## Work to be completed
Please transcribe the passage about getting around by walking, bus, train, and car, from "I think I could" up to and including "and just think.".

I can extend my walking to Pittsford Plaza and even to Charlotte, but it has to be on a beautiful day. Otherwise, either the Monroe and Lake bus gets me there.

A word about RTS. It’s convenient enough. I love the new 41 Culver/Goodman Crosstown bus. I tell people that in my lifetime (73 years) I count three good “bonus” things coming along: Cherry Coke, Milky Way Dark, and the #41 Crosstown bus.

I think I could be very happy living in Manhattan (if I had the income). So I go there often and I have made the trip variously by plane, train, bus, and as a passenger in a car. Amtrak is the best for me, I think. More opportunity for movement, a café car break, and the leisure to read and just think.

Then there are times when a car ride is more essential than just for a psychological boost. I’m glad I have friends with cars and it’s wonderful to hit the road and head out into the country and those wide-open, blue-sky spaces (vs. interestingly cluttered city ones).

Excerpts from a dataset
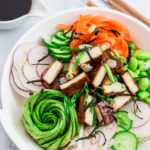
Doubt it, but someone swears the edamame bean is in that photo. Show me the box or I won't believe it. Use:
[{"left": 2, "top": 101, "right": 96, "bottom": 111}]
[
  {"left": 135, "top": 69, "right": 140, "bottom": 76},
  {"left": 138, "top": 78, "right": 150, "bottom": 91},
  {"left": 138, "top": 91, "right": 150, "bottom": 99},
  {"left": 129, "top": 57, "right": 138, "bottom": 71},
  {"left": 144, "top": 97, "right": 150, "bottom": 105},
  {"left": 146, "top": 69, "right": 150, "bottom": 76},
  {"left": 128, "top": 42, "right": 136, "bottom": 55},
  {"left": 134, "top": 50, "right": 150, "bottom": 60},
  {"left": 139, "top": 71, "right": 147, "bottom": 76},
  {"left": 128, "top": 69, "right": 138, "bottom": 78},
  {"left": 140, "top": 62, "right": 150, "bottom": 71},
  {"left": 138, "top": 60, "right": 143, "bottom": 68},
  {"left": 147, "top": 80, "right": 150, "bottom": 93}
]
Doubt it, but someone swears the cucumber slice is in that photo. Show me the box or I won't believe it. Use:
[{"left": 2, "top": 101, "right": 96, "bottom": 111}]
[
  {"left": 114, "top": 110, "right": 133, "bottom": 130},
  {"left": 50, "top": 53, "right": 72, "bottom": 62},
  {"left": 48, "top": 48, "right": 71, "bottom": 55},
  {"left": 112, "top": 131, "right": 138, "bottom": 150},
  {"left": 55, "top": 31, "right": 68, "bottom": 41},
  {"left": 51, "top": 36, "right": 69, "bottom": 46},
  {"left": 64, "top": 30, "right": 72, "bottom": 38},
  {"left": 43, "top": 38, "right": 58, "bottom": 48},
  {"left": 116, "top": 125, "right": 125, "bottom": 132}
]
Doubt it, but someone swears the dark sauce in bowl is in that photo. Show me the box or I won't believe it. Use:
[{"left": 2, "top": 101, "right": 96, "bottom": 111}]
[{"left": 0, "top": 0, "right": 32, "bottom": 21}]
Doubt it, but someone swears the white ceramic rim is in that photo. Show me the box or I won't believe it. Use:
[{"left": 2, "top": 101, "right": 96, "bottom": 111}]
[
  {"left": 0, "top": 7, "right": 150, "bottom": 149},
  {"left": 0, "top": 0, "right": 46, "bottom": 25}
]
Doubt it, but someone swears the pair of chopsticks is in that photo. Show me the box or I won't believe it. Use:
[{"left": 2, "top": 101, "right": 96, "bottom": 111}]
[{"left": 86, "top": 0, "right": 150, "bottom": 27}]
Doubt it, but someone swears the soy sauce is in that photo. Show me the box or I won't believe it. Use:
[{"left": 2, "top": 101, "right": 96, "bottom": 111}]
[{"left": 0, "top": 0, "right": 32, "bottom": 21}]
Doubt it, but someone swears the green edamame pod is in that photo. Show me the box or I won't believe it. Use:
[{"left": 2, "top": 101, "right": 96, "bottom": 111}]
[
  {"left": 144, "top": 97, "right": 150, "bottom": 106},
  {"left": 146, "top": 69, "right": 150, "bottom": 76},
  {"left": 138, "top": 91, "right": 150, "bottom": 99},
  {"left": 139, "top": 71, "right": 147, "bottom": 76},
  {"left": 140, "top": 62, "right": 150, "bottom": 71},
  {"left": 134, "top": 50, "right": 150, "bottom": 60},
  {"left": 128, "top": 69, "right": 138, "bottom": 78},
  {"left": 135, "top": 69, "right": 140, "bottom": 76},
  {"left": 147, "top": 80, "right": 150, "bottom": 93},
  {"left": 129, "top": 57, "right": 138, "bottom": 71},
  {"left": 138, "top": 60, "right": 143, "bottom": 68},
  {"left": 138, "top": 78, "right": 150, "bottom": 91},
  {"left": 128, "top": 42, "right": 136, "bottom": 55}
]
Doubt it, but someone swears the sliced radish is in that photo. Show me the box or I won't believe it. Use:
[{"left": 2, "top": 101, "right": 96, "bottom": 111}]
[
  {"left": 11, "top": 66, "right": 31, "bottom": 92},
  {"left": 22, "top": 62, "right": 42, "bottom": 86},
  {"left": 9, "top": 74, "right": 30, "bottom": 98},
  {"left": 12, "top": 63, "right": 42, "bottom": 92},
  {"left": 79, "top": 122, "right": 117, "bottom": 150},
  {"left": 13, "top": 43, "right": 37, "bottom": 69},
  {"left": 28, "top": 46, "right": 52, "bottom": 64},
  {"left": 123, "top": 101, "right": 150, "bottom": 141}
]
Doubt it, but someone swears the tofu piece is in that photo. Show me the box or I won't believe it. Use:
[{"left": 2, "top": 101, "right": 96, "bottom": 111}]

## Solution for this exercise
I think I could be very happy living in Manhattan (if I had the income). So I go there often and I have made the trip variously by plane, train, bus, and as a passenger in a car. Amtrak is the best for me, I think. More opportunity for movement, a café car break, and the leisure to read and just think.